• WHAT IS REQUIRED
Each line from the first line of the entries through the line holding "Target: gray roof" is to be restated word for word; nothing else, and no picture, belongs in the answer.

*** Opening PROVIDED RECORDS ***

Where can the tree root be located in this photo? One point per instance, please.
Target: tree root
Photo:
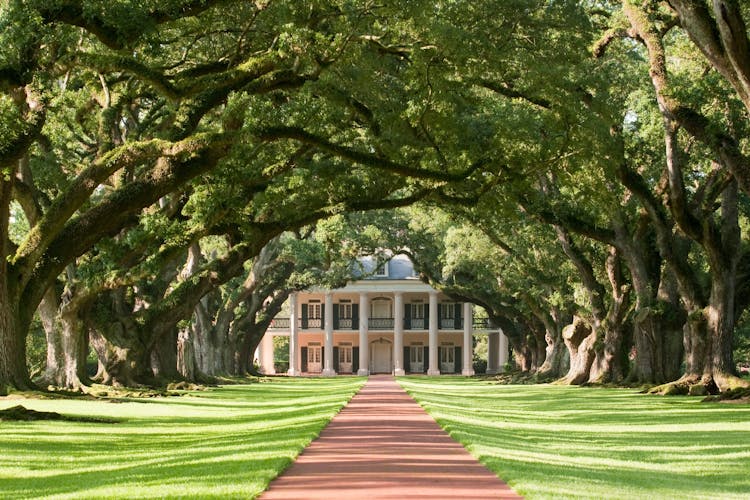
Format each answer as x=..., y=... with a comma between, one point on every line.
x=694, y=385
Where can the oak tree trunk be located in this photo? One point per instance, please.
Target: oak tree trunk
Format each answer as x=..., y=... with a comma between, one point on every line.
x=579, y=338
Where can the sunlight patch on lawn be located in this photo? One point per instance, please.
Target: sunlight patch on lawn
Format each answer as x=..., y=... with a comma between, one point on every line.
x=225, y=442
x=572, y=442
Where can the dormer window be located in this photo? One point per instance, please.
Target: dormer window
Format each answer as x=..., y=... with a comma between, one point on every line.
x=382, y=270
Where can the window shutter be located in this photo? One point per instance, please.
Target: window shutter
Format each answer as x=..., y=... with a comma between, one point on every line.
x=305, y=315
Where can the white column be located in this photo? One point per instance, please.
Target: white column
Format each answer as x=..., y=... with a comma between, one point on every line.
x=503, y=355
x=328, y=340
x=493, y=349
x=294, y=350
x=266, y=355
x=468, y=350
x=433, y=368
x=364, y=354
x=398, y=334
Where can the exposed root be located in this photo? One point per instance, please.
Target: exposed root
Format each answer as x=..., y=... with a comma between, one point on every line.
x=694, y=385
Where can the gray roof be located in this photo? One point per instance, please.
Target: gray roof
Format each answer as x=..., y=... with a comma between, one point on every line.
x=399, y=267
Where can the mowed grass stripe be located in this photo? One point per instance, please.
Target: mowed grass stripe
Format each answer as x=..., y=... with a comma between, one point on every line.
x=571, y=442
x=227, y=442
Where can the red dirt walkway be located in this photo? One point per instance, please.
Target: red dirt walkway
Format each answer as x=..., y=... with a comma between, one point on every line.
x=384, y=445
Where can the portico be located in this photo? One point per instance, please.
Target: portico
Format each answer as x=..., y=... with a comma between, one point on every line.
x=392, y=323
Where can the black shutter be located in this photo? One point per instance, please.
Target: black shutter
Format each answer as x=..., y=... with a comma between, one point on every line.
x=305, y=315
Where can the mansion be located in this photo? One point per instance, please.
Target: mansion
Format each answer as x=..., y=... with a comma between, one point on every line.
x=388, y=322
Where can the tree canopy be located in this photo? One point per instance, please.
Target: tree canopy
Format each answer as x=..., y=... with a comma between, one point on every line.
x=580, y=170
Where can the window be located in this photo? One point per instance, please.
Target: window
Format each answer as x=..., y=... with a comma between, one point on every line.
x=345, y=311
x=447, y=311
x=382, y=269
x=314, y=311
x=416, y=353
x=417, y=311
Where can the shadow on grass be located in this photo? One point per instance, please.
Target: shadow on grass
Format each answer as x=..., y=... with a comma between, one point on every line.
x=570, y=442
x=170, y=448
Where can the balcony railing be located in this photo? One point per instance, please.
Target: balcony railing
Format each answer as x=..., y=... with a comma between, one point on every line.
x=280, y=323
x=313, y=323
x=481, y=323
x=380, y=323
x=447, y=324
x=377, y=324
x=417, y=324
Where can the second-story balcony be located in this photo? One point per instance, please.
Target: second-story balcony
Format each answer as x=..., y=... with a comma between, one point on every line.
x=380, y=323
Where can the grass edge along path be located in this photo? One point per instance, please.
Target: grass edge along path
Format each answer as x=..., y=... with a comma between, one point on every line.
x=227, y=442
x=571, y=442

*** Closing PROVIDED RECORDS ***

• RESULT BELOW
Where can the tree root be located in this photo? One point per instance, please.
Target: tree root
Photo:
Format each answer as x=..., y=... with a comma between, one point on every line.
x=694, y=385
Where can the oak tree trunk be located in this photo? One point per instance, please.
Target: oak tree trunk
Format each answer as x=..., y=... with a comma between, one point on every line.
x=579, y=338
Where can the sunlight patch on lawn be located in this photo? One point per instance, please.
Target: sunlight patch on lawn
Format each answer as x=..., y=... with a comma between, one point on every line.
x=225, y=442
x=572, y=442
Where can the dormer window be located in this photo? One point per instance, please.
Target: dormer window
Format each answer as x=..., y=... with a comma between, one point on every line.
x=382, y=270
Where can the window shutter be located in this photo? One point per instance, please.
Target: window shutter
Format each answer as x=..., y=... with a comma between, one point on every line.
x=305, y=315
Where can the white column be located in this photo? One point per instance, please.
Target: white column
Format each answer as x=..., y=... with a comma between, one point on every line.
x=503, y=355
x=328, y=340
x=493, y=349
x=294, y=350
x=266, y=355
x=468, y=350
x=433, y=368
x=364, y=354
x=398, y=334
Where can the exposed root be located in this photo? One point per instance, please.
Target: exposed root
Format each answer as x=..., y=... with a comma between, one point on every line.
x=694, y=385
Where can the gray roof be located in this photo? One point per instance, please.
Target: gray roof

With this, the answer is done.